● **TEXT**:
Please note that the following document, although believed to be correct at the time of issue, may not represent the current position of the CRA.
Prenez note que ce document, bien qu'exact au moment émis, peut ne pas représenter la position actuelle de l'ARC.
Please note that the following document, although believed to be correct at the time of issue, may not represent the current position of the Department.
Prenez note que ce document, bien qu'exact au moment émis, peut ne pas représenter la position actuelle du ministère.
950977
XXXXXXXXXX Olli Laurikainen
(613) 957-2116
Attention: XXXXXXXXXX
July 14, 1995
Dear Sirs:
Re: Amendments to the Foreign Affiliate Legislation
This is in response to your letter dated April 7, 1995 wherein you request several opinions concerning the operation of the amendments to the law affecting foreign affiliates set out in Bill C-70 which received Royal Assent June 22, 1995. As discussed in our July 6, 1995 telephone conversation (Major-XXXXXXXXXX), we require additional time to consider two issues, whether and how undrawn customer commitments to lend money correlate to the reserve funds necessary to carry on a banking business (i.e. to assess to what extent the income earned by a foreign affiliate holding such reserve funds is subject to subparagraph 95(2)(a)(i) of the Act) and whether corporations under the jurisdiction of the Barbadian Off-shore Banking Act are "regulated" for the purposes of the amendments relating to foreign affiliates in Bill C-70. We will respond on those matters in due course.
Investment Business Definition
A) You request clarification of the manner in which Revenue Canada proposes to make the determination of whether a business is "conducted principally with persons with whom the affiliate does not deal at arm's length" for the purposes of paragraph (a) of the definition of "investment business" in subsection 95(1) of the Act.
The question of whether or not a particular business is conducted principally with persons with whom the affiliate does not deal at arm's length is one of fact to be determined by an examination of all the facts surrounding each case scenario. In our view the comments set out in paragraph 2 of Interpretation Bulletin IT-290 and paragraph 7 of IT-371 issued by Revenue Canada which provide guidance for the determination of whether a particular business is the taxpayer's "principal business" would generally also be relevant in making the determination of whether a business is principally carried on with persons with whom the affiliate does not deal at arm's length. Therefore in order to support the contention that a particular business of a foreign affiliate of a taxpayer is not a business conducted principally with persons with whom the affiliate does not deal at arm's length, for the purposes of the "investment business" definition in subparagraph 95(1), the taxpayer must be prepared to establish that fact to the satisfaction of Revenue Canada based on the above criteria.

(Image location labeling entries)
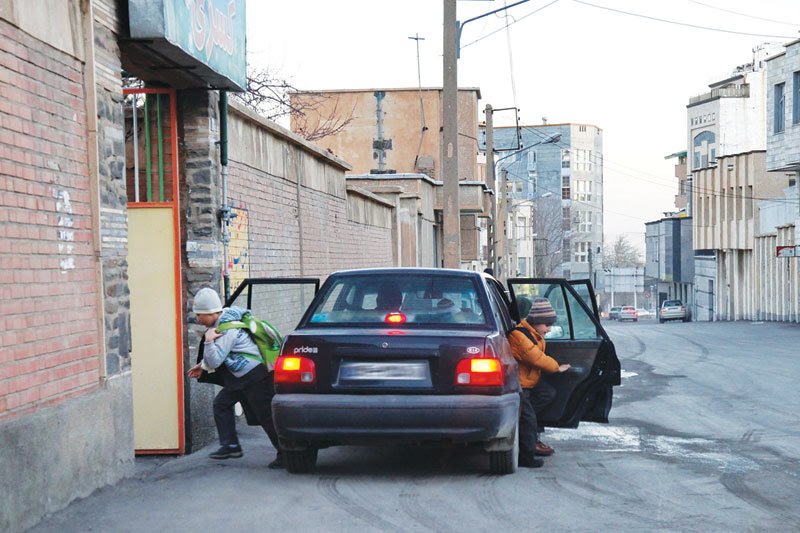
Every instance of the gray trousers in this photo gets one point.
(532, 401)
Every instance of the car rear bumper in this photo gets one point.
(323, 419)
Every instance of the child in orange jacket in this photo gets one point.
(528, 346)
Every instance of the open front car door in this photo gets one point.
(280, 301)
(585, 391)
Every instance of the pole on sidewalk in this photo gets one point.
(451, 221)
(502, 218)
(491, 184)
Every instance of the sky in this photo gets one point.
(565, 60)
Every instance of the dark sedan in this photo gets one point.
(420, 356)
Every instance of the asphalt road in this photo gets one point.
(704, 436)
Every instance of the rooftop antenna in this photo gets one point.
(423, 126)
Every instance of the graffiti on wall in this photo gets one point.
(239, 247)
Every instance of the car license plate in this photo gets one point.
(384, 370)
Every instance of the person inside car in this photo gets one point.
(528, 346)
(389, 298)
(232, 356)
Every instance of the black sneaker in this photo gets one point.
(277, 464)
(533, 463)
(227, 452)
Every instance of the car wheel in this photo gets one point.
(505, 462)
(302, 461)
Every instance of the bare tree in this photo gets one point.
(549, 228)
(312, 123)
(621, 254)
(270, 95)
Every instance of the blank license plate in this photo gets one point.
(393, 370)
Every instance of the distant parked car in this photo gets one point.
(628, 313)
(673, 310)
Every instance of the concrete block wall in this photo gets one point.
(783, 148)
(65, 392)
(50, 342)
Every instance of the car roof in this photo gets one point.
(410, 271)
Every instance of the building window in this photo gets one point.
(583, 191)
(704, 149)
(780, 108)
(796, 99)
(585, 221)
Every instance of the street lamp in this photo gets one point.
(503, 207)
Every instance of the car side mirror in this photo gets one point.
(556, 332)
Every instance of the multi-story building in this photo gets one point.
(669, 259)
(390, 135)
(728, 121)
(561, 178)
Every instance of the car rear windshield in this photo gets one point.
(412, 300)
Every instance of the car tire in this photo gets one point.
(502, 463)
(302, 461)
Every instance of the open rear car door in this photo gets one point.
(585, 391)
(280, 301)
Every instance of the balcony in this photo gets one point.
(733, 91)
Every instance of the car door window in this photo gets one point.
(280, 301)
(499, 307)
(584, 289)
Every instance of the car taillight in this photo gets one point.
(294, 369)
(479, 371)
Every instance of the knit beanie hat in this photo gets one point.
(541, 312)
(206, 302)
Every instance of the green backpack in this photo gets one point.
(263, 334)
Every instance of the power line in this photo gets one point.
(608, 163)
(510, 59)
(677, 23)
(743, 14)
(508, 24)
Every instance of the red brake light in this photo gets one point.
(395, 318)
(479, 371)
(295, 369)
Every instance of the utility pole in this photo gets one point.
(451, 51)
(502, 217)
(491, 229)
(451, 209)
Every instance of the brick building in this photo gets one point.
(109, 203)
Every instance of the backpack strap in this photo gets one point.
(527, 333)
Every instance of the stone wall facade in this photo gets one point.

● **OBJECTIVES**:
1. What are all the dates mentioned in the letter?
2. Render the entries as a numbered list, from the line containing "Every instance of the concrete" through the last line of the entries, inclusive, leaving out blank lines.

● **RESULTS OF THE EXERCISE**:
1.
- July 14, 1995
- April 7, 1995
- June 22, 1995
- July 6, 1995

2.
1. Every instance of the concrete block wall in this photo gets one point.
2. (783, 148)
3. (65, 392)
4. (50, 342)
5. Every instance of the car roof in this photo gets one point.
6. (410, 271)
7. Every instance of the building window in this photo gets one point.
8. (583, 191)
9. (704, 149)
10. (780, 108)
11. (796, 99)
12. (585, 221)
13. Every instance of the street lamp in this photo gets one point.
14. (503, 207)
15. Every instance of the car side mirror in this photo gets one point.
16. (556, 332)
17. Every instance of the multi-story building in this photo gets one point.
18. (669, 259)
19. (390, 135)
20. (728, 121)
21. (561, 178)
22. Every instance of the car rear windshield in this photo gets one point.
23. (412, 300)
24. Every instance of the car tire in this photo gets one point.
25. (502, 463)
26. (302, 461)
27. Every instance of the open rear car door in this photo gets one point.
28. (585, 391)
29. (280, 301)
30. Every instance of the balcony in this photo gets one point.
31. (733, 91)
32. Every instance of the car door window in this photo gets one point.
33. (280, 301)
34. (499, 307)
35. (584, 289)
36. Every instance of the car taillight in this photo gets one point.
37. (294, 369)
38. (479, 371)
39. Every instance of the knit beanie hat in this photo gets one point.
40. (541, 312)
41. (206, 302)
42. Every instance of the green backpack in this photo gets one point.
43. (263, 334)
44. Every instance of the power line in this photo gets one point.
45. (608, 163)
46. (510, 59)
47. (677, 23)
48. (743, 14)
49. (508, 24)
50. Every instance of the red brake light in this photo gets one point.
51. (395, 318)
52. (479, 371)
53. (295, 369)
54. Every instance of the utility pole in this photo gets one point.
55. (451, 51)
56. (502, 217)
57. (491, 229)
58. (451, 209)
59. Every instance of the brick building in this photo gets one point.
60. (109, 203)
61. Every instance of the backpack strap in this photo gets one point.
62. (527, 333)
63. Every instance of the stone wall facade in this photo gets one point.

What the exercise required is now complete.